- Task description: Copy out exactly the lines from the line containing "A point belongs on each instance of the foliage on" to the end of the listing.

*** Block opens ***

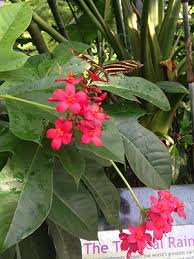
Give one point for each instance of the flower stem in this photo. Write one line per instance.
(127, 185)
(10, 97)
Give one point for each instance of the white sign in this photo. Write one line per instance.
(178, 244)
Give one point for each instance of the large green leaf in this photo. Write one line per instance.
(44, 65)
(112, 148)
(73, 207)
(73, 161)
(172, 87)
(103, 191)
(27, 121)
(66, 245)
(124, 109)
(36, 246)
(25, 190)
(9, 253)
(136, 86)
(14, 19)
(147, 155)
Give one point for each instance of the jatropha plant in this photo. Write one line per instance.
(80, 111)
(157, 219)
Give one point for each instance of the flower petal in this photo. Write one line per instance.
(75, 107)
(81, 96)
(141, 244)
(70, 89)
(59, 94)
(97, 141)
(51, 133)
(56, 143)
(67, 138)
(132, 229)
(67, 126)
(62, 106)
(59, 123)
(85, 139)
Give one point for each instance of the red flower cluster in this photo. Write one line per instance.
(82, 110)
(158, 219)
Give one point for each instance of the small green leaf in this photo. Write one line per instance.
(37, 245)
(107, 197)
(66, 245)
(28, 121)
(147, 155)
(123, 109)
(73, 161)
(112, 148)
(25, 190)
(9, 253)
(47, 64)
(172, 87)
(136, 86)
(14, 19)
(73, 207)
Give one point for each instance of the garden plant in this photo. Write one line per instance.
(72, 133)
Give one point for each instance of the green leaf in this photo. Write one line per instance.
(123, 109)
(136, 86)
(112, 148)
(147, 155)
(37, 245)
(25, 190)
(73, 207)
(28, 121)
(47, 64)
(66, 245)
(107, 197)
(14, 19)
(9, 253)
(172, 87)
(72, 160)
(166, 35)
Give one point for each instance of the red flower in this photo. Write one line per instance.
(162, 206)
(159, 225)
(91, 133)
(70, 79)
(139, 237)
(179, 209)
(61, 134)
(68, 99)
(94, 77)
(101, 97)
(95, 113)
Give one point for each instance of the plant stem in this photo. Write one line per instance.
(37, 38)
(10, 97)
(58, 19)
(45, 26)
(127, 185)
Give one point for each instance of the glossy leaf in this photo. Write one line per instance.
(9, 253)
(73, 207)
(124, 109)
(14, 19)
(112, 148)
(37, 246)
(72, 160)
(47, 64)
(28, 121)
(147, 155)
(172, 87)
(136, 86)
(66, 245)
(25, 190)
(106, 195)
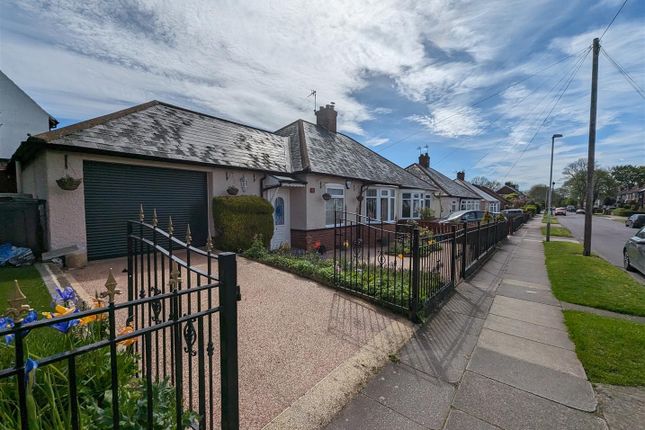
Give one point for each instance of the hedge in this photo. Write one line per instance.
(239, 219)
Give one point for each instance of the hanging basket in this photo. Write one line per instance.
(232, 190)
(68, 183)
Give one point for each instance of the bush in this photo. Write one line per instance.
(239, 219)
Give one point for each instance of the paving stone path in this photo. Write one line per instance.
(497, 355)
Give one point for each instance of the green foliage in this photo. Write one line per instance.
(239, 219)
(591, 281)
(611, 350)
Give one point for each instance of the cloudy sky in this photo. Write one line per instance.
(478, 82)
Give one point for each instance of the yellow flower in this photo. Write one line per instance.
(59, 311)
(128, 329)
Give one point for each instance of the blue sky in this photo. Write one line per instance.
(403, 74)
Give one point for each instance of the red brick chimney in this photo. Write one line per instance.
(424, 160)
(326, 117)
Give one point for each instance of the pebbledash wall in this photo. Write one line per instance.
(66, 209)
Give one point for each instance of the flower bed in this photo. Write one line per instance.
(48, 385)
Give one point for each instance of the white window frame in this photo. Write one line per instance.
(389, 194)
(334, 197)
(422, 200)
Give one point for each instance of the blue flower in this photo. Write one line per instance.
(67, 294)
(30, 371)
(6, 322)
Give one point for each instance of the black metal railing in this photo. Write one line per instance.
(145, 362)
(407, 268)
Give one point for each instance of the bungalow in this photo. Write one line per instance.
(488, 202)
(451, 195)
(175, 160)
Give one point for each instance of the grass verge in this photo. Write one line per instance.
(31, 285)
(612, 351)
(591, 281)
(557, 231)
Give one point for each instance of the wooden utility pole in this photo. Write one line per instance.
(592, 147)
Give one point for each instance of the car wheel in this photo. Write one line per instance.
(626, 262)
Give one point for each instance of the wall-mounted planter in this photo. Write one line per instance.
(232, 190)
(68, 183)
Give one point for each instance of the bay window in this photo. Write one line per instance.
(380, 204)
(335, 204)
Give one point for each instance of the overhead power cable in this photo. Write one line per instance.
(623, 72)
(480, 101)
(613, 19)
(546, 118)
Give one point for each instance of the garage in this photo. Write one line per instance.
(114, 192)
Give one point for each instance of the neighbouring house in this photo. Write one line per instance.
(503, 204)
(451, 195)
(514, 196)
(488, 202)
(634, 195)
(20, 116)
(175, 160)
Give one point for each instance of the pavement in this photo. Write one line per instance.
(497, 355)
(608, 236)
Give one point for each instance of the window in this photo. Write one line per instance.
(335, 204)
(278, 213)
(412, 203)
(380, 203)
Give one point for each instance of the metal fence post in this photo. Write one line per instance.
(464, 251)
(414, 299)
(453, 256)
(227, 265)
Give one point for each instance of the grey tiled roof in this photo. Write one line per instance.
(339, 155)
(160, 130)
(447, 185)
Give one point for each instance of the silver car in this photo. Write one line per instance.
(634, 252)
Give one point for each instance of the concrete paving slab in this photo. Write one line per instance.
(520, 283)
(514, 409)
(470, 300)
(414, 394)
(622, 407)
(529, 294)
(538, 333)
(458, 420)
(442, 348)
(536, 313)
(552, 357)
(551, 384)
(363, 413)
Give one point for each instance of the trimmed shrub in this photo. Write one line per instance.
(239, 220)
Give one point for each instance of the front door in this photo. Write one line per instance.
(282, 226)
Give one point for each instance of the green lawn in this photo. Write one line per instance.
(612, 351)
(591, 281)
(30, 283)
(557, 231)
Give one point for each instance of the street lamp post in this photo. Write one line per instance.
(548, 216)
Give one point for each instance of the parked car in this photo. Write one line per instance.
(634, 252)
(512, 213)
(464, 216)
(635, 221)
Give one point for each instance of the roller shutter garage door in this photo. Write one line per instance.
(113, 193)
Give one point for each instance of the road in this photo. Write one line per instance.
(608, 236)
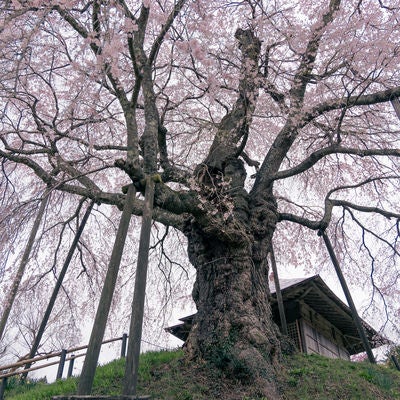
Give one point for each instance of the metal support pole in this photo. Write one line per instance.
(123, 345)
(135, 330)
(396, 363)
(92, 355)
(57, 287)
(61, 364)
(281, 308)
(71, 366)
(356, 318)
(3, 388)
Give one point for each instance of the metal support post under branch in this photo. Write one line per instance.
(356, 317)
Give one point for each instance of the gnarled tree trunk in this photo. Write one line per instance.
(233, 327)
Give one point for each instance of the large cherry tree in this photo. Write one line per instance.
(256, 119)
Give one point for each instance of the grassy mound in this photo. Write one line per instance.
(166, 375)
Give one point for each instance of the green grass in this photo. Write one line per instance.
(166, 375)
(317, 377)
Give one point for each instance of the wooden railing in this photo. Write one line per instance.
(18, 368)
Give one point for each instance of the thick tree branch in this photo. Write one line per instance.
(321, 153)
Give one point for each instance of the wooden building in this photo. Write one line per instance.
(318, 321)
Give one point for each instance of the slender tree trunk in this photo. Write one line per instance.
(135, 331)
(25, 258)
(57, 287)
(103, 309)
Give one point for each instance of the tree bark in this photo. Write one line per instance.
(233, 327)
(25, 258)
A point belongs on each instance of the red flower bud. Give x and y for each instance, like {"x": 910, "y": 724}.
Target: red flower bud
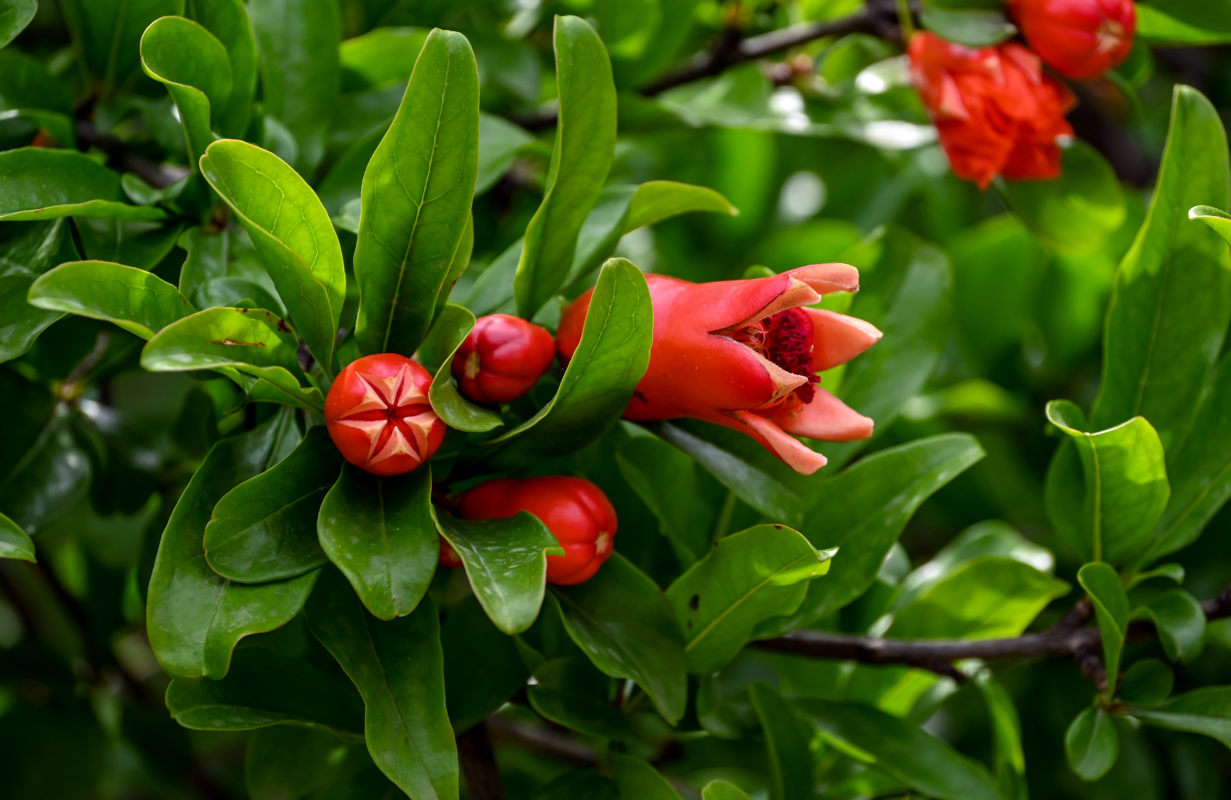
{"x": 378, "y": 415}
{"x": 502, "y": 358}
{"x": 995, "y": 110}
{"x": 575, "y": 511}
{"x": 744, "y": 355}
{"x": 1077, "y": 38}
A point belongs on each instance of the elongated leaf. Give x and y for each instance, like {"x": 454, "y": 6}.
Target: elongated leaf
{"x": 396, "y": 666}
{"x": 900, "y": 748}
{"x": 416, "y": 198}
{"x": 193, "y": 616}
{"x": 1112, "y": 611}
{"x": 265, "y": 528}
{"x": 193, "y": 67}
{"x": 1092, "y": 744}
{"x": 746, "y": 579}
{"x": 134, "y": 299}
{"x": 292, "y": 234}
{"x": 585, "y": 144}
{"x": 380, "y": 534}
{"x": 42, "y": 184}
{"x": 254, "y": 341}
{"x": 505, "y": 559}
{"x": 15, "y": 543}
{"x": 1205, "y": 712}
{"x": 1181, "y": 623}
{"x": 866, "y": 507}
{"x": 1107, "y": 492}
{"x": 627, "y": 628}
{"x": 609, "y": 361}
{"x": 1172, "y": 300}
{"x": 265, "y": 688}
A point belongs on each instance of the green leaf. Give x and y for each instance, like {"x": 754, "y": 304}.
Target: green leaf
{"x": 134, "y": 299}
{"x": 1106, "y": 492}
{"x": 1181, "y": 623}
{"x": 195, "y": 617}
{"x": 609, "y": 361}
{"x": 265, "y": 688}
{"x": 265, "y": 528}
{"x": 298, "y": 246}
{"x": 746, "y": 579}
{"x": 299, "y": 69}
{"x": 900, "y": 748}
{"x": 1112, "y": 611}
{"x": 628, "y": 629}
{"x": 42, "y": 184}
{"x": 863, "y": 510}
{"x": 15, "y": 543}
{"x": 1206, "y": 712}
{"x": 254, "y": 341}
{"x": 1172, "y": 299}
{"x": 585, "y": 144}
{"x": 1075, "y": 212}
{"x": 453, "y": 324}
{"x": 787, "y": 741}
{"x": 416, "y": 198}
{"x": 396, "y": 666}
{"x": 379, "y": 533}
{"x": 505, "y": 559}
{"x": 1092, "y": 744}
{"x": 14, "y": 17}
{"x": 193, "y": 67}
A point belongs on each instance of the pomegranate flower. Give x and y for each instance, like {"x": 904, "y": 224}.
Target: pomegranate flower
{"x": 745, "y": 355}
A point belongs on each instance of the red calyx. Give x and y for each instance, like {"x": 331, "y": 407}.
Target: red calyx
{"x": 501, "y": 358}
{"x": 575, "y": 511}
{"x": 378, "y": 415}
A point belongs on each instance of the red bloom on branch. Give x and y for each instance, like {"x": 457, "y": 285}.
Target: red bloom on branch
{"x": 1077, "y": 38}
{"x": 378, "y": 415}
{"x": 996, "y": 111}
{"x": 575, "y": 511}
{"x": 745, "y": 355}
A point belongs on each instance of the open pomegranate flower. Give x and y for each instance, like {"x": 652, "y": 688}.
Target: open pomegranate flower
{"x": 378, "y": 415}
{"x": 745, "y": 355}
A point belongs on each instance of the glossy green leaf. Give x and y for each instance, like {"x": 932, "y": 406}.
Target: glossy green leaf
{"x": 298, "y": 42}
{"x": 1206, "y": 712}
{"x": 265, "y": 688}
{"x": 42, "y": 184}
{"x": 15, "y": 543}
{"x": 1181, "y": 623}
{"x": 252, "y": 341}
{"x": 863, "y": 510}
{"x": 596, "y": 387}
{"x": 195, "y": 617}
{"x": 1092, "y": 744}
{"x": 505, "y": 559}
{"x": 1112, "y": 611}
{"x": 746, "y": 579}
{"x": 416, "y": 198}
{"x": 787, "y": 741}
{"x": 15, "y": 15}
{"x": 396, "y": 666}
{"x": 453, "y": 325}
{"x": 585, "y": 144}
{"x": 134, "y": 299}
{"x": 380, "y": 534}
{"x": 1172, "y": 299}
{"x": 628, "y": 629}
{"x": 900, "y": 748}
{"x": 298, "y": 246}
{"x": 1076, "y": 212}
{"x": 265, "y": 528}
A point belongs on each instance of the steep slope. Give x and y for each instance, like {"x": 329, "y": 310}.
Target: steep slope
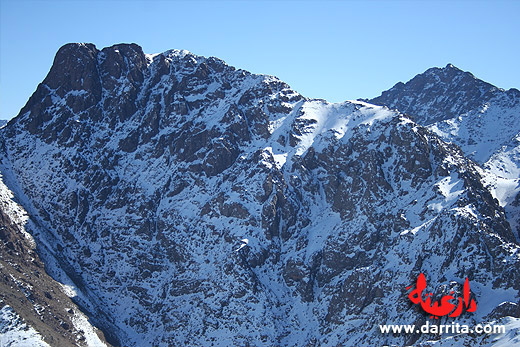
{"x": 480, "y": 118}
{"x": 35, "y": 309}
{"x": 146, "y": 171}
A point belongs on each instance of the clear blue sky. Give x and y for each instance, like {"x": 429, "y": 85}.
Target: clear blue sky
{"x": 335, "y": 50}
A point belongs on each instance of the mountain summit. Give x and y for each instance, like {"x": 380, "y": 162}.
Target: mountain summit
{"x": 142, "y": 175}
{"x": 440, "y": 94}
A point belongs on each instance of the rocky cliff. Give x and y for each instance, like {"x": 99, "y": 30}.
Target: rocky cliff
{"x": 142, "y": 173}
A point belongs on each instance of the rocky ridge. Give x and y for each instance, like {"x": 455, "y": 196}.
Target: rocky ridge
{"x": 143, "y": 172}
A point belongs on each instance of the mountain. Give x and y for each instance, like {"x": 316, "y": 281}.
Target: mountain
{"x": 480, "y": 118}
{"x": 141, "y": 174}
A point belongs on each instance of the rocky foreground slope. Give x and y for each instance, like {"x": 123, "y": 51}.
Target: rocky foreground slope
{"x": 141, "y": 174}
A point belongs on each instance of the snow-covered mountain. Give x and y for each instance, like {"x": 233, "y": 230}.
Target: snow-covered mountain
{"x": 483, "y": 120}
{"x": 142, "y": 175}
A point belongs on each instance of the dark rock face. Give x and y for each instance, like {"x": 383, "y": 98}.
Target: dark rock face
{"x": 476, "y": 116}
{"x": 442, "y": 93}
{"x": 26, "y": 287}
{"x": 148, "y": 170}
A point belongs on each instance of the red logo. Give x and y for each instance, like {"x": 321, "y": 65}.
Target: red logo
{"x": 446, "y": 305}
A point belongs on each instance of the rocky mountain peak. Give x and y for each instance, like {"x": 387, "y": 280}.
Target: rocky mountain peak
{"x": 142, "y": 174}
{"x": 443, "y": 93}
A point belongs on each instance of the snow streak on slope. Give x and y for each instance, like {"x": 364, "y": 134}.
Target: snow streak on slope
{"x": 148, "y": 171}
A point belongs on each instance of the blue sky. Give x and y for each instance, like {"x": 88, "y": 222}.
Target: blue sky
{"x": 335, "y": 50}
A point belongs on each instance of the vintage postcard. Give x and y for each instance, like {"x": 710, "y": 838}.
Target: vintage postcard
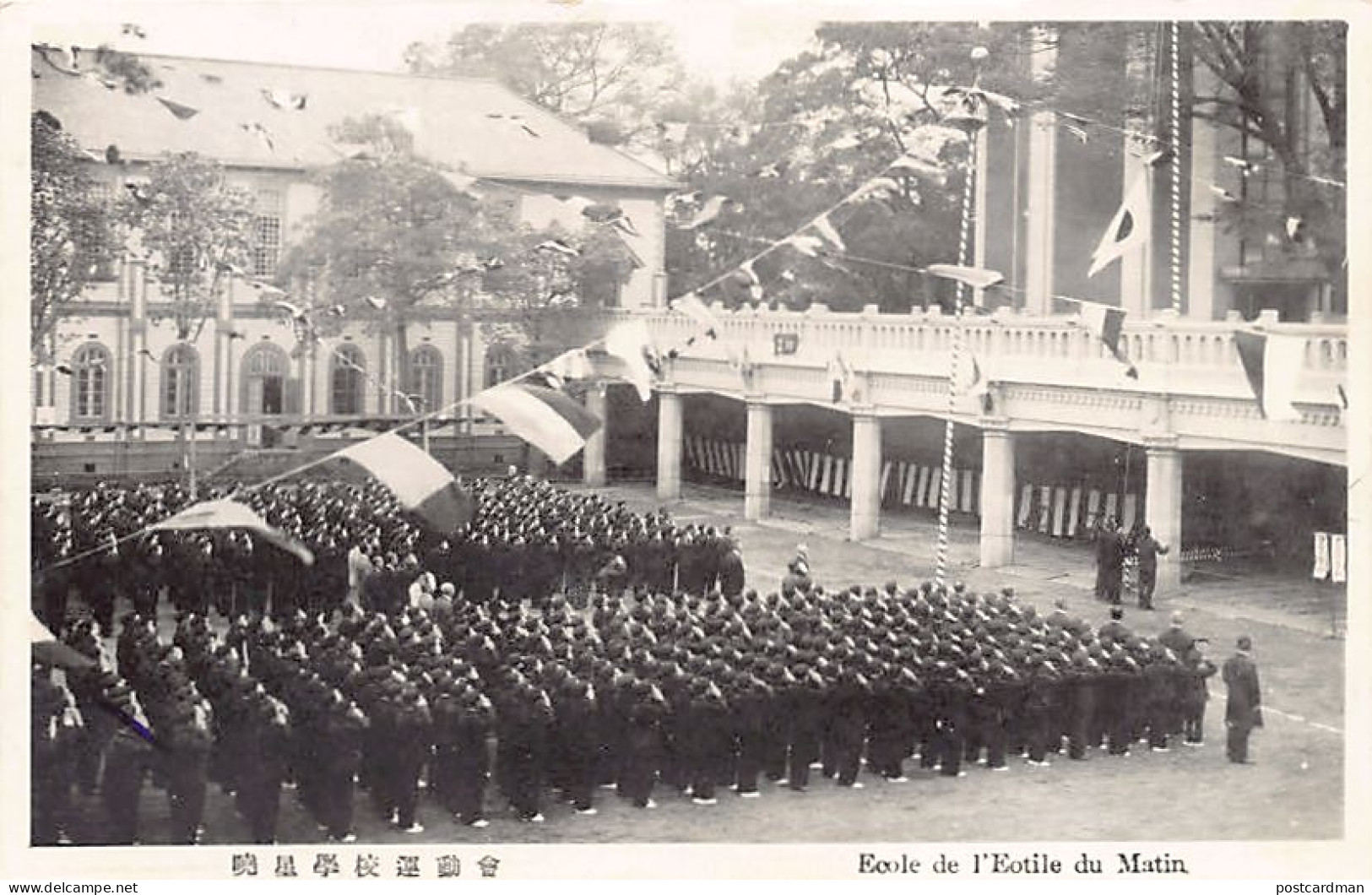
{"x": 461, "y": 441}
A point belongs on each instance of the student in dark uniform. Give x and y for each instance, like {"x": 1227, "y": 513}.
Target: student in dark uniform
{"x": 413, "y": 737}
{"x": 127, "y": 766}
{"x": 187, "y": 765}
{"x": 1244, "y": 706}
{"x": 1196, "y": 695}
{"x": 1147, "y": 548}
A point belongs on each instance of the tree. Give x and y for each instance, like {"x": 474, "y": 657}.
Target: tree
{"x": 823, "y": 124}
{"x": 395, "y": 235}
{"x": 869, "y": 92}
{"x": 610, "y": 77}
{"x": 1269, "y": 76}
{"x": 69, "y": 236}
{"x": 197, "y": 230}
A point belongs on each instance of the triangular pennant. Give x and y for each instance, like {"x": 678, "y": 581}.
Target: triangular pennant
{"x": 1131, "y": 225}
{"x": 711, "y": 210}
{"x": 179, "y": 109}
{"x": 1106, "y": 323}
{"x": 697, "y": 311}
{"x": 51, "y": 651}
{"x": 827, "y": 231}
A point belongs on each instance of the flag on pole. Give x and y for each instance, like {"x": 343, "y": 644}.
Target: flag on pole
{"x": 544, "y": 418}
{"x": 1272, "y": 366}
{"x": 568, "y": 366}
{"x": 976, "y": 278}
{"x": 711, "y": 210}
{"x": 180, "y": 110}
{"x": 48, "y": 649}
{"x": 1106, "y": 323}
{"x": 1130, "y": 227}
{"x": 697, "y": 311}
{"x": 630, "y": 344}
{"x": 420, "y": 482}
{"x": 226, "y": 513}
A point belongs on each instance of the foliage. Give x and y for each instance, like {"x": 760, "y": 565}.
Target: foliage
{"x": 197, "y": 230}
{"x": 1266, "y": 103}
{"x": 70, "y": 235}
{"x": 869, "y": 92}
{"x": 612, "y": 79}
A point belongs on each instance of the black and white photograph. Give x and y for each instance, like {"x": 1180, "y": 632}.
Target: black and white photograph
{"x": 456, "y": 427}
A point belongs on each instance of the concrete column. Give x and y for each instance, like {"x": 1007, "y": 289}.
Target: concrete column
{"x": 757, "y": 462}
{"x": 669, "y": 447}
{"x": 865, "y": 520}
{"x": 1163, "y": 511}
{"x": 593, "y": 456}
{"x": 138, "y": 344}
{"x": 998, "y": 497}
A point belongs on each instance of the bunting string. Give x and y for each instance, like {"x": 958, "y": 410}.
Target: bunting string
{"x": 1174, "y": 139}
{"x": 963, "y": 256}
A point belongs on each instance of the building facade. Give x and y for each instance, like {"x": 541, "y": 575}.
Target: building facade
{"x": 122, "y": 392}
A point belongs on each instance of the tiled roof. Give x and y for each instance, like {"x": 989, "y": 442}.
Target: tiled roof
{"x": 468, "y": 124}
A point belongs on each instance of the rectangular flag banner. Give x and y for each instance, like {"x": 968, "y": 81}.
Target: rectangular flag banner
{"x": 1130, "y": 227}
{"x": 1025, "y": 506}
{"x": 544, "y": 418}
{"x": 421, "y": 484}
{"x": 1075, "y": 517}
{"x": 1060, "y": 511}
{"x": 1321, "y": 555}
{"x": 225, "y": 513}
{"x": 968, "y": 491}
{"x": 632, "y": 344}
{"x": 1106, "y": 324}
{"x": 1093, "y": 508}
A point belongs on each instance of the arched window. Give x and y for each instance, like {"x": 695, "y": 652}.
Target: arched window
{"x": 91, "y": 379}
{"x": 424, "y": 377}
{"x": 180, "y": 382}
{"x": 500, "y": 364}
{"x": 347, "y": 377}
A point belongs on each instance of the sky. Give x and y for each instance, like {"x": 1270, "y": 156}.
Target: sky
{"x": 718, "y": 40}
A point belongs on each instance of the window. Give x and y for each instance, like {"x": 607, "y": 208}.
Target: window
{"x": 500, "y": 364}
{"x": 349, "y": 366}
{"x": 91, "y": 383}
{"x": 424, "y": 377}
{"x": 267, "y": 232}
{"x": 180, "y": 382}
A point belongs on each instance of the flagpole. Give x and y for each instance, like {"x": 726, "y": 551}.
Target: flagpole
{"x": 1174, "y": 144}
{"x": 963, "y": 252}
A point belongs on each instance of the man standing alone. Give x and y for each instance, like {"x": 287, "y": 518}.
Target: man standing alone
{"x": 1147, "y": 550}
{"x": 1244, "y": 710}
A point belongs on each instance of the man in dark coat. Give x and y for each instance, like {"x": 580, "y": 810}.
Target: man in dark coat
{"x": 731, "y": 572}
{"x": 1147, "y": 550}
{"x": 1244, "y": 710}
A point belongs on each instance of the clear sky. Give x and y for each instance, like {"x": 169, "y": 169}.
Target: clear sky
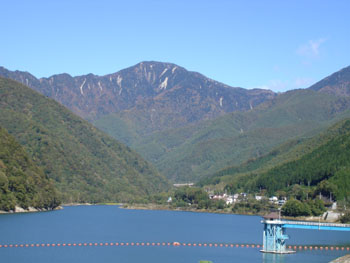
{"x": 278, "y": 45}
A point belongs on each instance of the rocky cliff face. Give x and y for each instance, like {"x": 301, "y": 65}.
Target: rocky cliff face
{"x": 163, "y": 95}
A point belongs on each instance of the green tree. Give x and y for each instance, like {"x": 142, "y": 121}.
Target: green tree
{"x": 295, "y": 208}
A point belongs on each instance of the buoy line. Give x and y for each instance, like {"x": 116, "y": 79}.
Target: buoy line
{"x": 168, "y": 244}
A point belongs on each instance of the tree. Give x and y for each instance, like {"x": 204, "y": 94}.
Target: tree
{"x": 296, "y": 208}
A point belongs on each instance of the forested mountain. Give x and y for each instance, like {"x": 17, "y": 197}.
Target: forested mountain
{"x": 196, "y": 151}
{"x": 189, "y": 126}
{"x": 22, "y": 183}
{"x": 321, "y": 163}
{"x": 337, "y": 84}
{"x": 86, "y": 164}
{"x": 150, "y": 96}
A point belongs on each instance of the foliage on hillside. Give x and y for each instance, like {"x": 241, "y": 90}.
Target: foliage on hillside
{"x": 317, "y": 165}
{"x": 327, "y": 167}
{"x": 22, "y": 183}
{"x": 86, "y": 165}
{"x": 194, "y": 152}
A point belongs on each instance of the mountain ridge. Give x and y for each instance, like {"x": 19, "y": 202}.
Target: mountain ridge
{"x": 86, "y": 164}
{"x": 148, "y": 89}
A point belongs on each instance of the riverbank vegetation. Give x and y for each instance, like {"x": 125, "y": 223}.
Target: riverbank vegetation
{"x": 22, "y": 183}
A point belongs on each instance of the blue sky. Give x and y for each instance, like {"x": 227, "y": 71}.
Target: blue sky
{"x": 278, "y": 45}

*** Block closes ***

- Output below:
A point belongs on each instance of the foliage on hillside. Give x and y for each instance, like {"x": 241, "y": 90}.
Target: foliage on hillside
{"x": 317, "y": 165}
{"x": 327, "y": 167}
{"x": 22, "y": 183}
{"x": 86, "y": 165}
{"x": 194, "y": 152}
A point belongs on each instance of the mountain ridge. Give x and y for each instance, like {"x": 19, "y": 202}.
Target: mountain ridge
{"x": 86, "y": 164}
{"x": 148, "y": 89}
A point belongs on each instance of the riverbank vegetation. Give x and y for each instance, like {"x": 125, "y": 223}.
Target: riverbank vegetation
{"x": 22, "y": 183}
A point belongs on each instance of the blue sky. Give x and y for each instance, like {"x": 227, "y": 71}.
Target: blue sky
{"x": 278, "y": 45}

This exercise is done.